#### [Data for this exercise]
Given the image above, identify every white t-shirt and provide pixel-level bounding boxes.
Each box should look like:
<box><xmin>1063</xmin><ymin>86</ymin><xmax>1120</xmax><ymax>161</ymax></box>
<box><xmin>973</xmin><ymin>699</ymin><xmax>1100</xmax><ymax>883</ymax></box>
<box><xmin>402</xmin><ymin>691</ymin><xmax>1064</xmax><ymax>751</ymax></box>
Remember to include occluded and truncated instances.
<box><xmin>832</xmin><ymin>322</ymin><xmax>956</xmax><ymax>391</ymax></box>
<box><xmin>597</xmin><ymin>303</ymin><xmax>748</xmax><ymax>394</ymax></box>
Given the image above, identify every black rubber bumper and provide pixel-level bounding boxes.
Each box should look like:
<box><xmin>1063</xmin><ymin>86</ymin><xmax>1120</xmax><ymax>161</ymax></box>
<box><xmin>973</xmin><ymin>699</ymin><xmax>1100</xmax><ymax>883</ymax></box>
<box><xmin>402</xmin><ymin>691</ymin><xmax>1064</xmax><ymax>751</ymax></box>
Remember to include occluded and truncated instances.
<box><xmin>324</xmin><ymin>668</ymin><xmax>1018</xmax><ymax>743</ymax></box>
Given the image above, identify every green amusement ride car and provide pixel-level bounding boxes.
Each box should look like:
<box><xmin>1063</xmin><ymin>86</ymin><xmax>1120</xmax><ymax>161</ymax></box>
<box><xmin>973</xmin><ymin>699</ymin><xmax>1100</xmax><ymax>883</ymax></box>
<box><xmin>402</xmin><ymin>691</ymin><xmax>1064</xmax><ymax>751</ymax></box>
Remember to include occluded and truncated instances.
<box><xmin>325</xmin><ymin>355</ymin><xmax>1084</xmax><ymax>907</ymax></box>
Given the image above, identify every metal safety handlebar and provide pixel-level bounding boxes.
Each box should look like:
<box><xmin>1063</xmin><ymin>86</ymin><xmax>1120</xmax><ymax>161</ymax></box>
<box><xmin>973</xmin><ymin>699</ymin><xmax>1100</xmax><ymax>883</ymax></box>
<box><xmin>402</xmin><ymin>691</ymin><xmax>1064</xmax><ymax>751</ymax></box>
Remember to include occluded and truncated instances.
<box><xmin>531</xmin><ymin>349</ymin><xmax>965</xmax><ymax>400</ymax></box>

#### [Problem requirements]
Rewrite the records above, replacing "pixel-level" with "precise" wherever it appears and leaving everything else unchanged.

#### [Expected output]
Given the image above, identify every white t-shirt and provide precise bounding boxes.
Each box should look like:
<box><xmin>1063</xmin><ymin>86</ymin><xmax>1120</xmax><ymax>161</ymax></box>
<box><xmin>973</xmin><ymin>699</ymin><xmax>1100</xmax><ymax>883</ymax></box>
<box><xmin>402</xmin><ymin>691</ymin><xmax>1064</xmax><ymax>751</ymax></box>
Remember to include occluded and truncated instances.
<box><xmin>832</xmin><ymin>322</ymin><xmax>956</xmax><ymax>391</ymax></box>
<box><xmin>597</xmin><ymin>303</ymin><xmax>748</xmax><ymax>394</ymax></box>
Given the image above, identify every black rubber bumper and provide precise bounding boxes.
Each box should look like:
<box><xmin>1063</xmin><ymin>86</ymin><xmax>1120</xmax><ymax>161</ymax></box>
<box><xmin>973</xmin><ymin>699</ymin><xmax>1100</xmax><ymax>883</ymax></box>
<box><xmin>402</xmin><ymin>691</ymin><xmax>1064</xmax><ymax>751</ymax></box>
Remember to include occluded and truncated instances.
<box><xmin>324</xmin><ymin>668</ymin><xmax>1018</xmax><ymax>743</ymax></box>
Given the image above, identify every green amusement ride car and provide precise bounding boxes.
Each box should look like:
<box><xmin>1063</xmin><ymin>86</ymin><xmax>1120</xmax><ymax>161</ymax></box>
<box><xmin>973</xmin><ymin>699</ymin><xmax>1100</xmax><ymax>883</ymax></box>
<box><xmin>402</xmin><ymin>691</ymin><xmax>1064</xmax><ymax>751</ymax></box>
Remember to include occluded and truncated instances.
<box><xmin>325</xmin><ymin>355</ymin><xmax>1084</xmax><ymax>907</ymax></box>
Given the image above, identify every metal safety handlebar and provide precise bounding boxes.
Each box should look like:
<box><xmin>1063</xmin><ymin>86</ymin><xmax>1120</xmax><ymax>161</ymax></box>
<box><xmin>973</xmin><ymin>699</ymin><xmax>1100</xmax><ymax>883</ymax></box>
<box><xmin>402</xmin><ymin>691</ymin><xmax>1064</xmax><ymax>751</ymax></box>
Remember to include occluded and truncated instances.
<box><xmin>531</xmin><ymin>349</ymin><xmax>965</xmax><ymax>400</ymax></box>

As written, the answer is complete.